▸ **Passage given**:
Oh my gosh SeaBreeze, when I was scrolling up on this thread I thought it was Sqiggy, and I thought what happened to the picture?LOL   In looking closer, his face looks a lot my first Schnauzer, Fritz.  He was my heart dog.  He was our first Schnauzer and a consolation gift from my hubby when one of my horse's died..that's another story. 

Gunter had one of those great Schnauzer faces.  I love the standards, and my Rooney is between a mini and a standard.  Closer to standard at 26 pounds.


----------



## SeaBreeze (Apr 8, 2013)

I had a Burmese cat years ago, she was very sweet and had a LOUD voice, a talker for sure!  All those "eses" have distinctive voices. :cat:


----------



## SifuPhil (Apr 9, 2013)

SeaBreeze said:


> I had a Burmese cat years ago, she was very sweet and had a LOUD voice, a talker for sure!  All those "eses" have distinctive voices. :cat:



That's interesting - I wonder why that is? What hereditary factors come into play there? 

SnagglePuss has started meowing lately, pretty loud and at all hours, but I think it's just adolescence and that it'll soon be time to bring him to the good Doctor Snippet ... 

At least he isn't spraying. Yet.


----------



## That Guy (Apr 9, 2013)

The Siamese cats were actually larger animals way back when and were used to guard the palaces of royalty in ancient Siam (Thailand).  So the story goes.  They are fantastic animals and extremely smart with great personalities.  We had one that would jump on the top of an open door and sit there until an unwary victim strolled by and he would pounce!  Cat humor!!

▸ **Records of labeled points**:

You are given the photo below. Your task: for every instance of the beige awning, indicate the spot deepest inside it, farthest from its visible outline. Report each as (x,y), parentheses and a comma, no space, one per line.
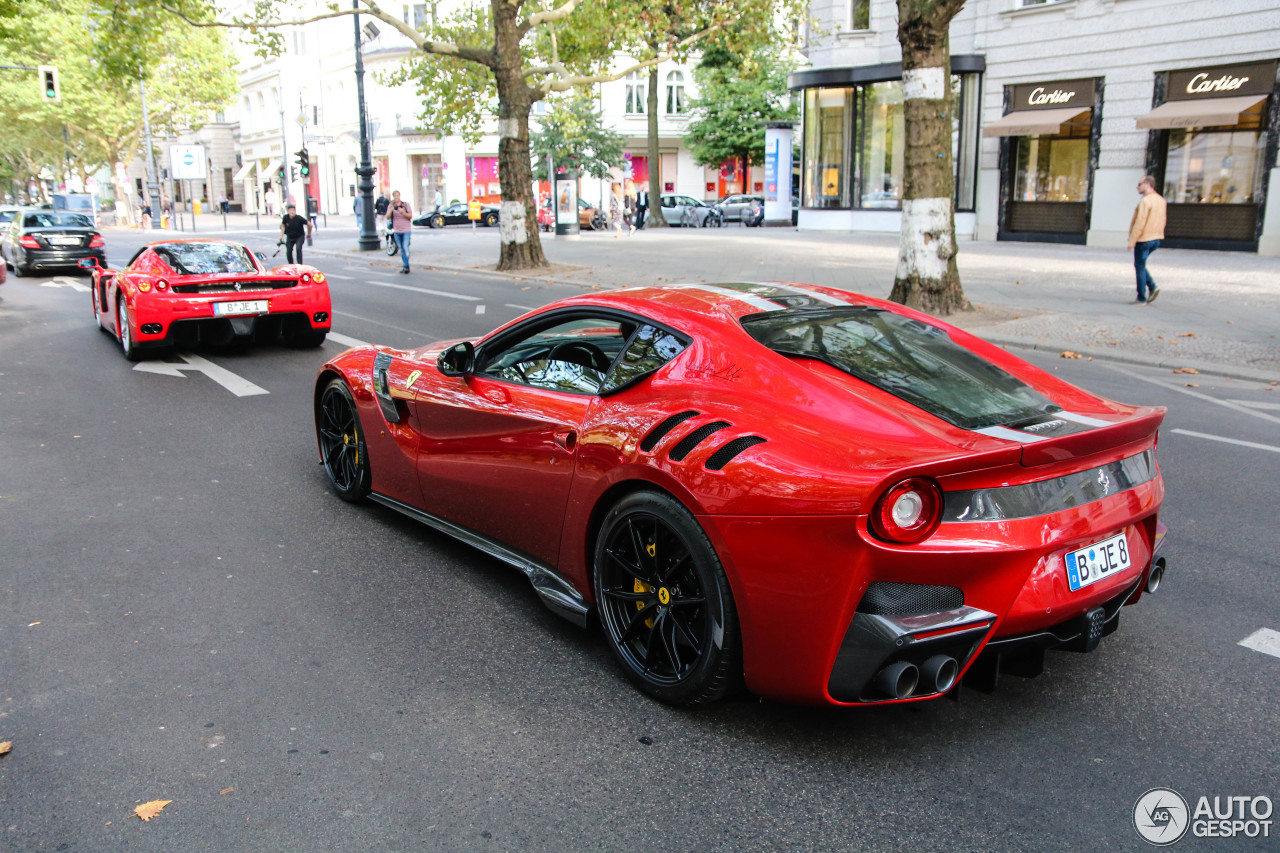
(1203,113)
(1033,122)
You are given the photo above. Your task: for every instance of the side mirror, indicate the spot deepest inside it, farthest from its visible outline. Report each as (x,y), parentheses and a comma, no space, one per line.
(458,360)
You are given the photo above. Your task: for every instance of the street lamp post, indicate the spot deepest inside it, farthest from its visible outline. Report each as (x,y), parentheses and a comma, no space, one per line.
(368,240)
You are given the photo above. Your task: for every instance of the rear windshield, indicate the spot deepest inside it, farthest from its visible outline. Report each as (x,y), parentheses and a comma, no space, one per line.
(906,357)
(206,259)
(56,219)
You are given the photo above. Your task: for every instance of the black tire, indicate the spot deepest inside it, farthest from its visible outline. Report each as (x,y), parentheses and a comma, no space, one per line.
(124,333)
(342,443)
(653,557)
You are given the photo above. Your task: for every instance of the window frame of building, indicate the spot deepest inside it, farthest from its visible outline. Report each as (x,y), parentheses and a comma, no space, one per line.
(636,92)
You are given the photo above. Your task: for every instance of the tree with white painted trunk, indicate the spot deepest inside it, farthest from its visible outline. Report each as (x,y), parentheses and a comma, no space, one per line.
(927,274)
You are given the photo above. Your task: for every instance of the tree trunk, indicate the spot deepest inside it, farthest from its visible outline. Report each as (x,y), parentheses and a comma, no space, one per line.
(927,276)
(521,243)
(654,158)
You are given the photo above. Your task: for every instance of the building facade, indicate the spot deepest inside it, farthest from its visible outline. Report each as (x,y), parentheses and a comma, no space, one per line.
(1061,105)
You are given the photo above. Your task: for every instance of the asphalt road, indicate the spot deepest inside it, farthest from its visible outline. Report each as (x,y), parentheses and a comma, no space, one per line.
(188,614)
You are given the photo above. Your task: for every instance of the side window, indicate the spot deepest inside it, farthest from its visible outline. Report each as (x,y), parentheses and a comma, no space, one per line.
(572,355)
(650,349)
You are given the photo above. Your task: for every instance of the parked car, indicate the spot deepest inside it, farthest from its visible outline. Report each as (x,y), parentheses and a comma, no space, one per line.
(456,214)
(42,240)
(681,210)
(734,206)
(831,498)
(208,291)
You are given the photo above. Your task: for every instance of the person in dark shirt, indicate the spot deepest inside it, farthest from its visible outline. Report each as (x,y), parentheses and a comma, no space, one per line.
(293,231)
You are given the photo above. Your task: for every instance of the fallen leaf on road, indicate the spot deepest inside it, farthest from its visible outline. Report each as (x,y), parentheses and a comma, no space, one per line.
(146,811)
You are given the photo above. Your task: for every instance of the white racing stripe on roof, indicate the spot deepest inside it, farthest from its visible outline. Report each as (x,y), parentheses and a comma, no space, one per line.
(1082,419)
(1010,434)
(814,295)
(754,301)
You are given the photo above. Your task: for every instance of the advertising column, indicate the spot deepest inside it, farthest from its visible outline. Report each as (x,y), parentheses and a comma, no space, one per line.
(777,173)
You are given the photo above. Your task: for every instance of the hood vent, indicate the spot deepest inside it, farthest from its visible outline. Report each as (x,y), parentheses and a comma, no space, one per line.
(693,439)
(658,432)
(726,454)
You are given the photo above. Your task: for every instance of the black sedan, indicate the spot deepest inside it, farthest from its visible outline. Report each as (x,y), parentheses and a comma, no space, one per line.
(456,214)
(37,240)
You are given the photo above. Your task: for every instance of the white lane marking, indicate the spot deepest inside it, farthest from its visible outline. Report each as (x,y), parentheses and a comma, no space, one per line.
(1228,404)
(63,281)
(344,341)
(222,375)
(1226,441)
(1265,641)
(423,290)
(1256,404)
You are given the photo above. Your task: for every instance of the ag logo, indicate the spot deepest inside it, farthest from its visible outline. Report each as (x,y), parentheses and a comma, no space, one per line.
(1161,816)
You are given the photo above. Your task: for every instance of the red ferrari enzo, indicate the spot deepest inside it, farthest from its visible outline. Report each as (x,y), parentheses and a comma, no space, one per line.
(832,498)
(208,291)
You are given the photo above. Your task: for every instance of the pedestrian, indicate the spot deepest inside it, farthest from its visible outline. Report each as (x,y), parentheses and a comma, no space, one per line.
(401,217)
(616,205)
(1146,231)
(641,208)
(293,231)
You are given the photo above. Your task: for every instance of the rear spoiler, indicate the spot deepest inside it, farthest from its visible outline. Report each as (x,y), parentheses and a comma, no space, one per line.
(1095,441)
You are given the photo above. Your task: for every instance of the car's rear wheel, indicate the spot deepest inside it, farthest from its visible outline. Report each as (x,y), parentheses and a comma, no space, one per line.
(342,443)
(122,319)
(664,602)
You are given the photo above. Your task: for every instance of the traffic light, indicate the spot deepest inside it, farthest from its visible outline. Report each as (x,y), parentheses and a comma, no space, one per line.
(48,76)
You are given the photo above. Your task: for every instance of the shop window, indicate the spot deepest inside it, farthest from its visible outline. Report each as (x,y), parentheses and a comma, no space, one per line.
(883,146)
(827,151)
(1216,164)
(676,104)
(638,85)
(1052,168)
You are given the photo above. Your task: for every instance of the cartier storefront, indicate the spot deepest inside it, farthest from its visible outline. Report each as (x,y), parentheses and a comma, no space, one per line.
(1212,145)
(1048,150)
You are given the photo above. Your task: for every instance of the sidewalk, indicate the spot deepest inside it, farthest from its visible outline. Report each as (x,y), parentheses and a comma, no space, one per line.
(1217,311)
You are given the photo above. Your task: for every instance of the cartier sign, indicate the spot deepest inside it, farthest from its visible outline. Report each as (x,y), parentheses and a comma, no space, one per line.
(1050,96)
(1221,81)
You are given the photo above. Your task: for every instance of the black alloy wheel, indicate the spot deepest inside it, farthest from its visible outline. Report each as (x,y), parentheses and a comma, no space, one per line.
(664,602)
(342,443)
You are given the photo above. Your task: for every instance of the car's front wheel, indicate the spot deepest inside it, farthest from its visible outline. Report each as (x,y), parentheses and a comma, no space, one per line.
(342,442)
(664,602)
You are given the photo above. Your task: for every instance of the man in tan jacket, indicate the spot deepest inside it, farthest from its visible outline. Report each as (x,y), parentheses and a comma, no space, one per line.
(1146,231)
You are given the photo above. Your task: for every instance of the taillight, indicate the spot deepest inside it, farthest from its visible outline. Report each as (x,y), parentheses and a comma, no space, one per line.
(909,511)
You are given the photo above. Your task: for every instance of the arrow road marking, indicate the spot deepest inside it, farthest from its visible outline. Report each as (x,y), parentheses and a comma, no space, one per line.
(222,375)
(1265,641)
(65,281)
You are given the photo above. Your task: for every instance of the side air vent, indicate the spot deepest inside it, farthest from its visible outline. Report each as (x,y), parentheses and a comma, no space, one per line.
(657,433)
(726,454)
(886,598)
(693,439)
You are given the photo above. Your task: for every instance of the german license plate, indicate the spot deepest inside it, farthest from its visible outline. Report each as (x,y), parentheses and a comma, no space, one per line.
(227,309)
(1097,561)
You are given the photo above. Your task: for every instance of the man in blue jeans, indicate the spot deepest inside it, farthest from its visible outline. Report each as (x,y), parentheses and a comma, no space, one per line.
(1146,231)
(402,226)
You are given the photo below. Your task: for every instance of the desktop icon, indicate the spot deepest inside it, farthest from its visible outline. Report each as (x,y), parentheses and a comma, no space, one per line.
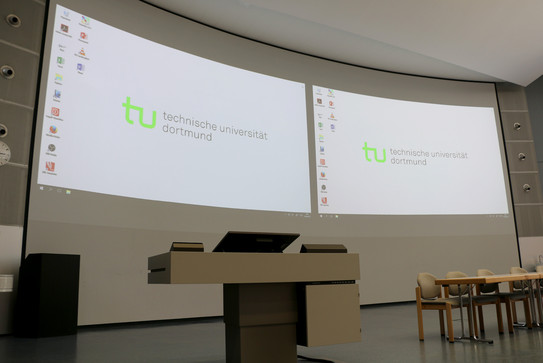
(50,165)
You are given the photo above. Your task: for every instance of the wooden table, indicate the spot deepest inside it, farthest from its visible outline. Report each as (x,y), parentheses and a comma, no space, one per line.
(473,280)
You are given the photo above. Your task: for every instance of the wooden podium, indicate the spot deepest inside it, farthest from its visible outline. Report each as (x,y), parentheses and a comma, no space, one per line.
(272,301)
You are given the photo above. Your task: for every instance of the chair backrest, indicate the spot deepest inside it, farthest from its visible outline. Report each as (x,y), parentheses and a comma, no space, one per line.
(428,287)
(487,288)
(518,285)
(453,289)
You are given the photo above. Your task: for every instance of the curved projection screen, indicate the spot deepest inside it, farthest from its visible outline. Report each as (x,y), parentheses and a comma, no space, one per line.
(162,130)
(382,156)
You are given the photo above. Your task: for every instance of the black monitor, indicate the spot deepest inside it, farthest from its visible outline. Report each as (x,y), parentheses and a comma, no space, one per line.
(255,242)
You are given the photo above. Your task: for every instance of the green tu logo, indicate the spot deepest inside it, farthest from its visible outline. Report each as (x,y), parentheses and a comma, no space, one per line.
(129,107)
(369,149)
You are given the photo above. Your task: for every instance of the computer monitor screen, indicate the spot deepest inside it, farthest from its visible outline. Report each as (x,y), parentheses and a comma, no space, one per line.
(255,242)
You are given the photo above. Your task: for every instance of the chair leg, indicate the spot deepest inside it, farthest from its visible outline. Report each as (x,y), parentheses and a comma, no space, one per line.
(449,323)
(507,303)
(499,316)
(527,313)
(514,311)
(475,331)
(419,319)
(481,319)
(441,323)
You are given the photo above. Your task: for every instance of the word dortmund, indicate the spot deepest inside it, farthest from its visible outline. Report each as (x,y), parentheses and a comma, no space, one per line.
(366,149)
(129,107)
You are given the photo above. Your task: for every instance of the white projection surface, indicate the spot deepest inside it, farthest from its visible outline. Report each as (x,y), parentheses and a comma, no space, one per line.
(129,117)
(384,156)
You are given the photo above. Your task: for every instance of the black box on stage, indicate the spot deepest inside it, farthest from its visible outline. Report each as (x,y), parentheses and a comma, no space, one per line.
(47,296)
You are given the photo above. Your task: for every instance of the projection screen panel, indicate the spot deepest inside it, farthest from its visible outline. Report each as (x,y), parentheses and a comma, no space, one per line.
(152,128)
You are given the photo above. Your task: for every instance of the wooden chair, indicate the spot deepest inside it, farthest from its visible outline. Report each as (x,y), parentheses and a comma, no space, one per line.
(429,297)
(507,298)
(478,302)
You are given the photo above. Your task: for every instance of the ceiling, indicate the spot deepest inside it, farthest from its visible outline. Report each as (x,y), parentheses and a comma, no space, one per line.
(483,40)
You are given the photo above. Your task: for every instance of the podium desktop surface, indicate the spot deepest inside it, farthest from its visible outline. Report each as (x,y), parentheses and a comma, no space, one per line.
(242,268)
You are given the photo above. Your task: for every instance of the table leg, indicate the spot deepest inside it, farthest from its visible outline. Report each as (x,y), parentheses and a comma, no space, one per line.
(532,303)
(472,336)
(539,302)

▸ **Instructions**:
1 - Summarize the forum thread in two sentences.
2 - Write out the forum thread word for word, starting at "That's interesting - I" and continuing down to "isn't spraying. Yet.".

▸ **Solutions to the problems**:
1 - One poster recalls a first Schnauzer, Fritz, described as a heart dog, and mentions Rooney, who at 26 pounds falls between a mini and a standard. Others turn to cats: SeaBreeze remembers a sweet Burmese with a loud voice, SifuPhil says SnagglePuss has started meowing loudly at all hours, and That Guy relates the story that Siamese cats once guarded royal palaces in ancient Siam.

2 -
That's interesting - I wonder why that is? What hereditary factors come into play there? 

SnagglePuss has started meowing lately, pretty loud and at all hours, but I think it's just adolescence and that it'll soon be time to bring him to the good Doctor Snippet ... 

At least he isn't spraying. Yet.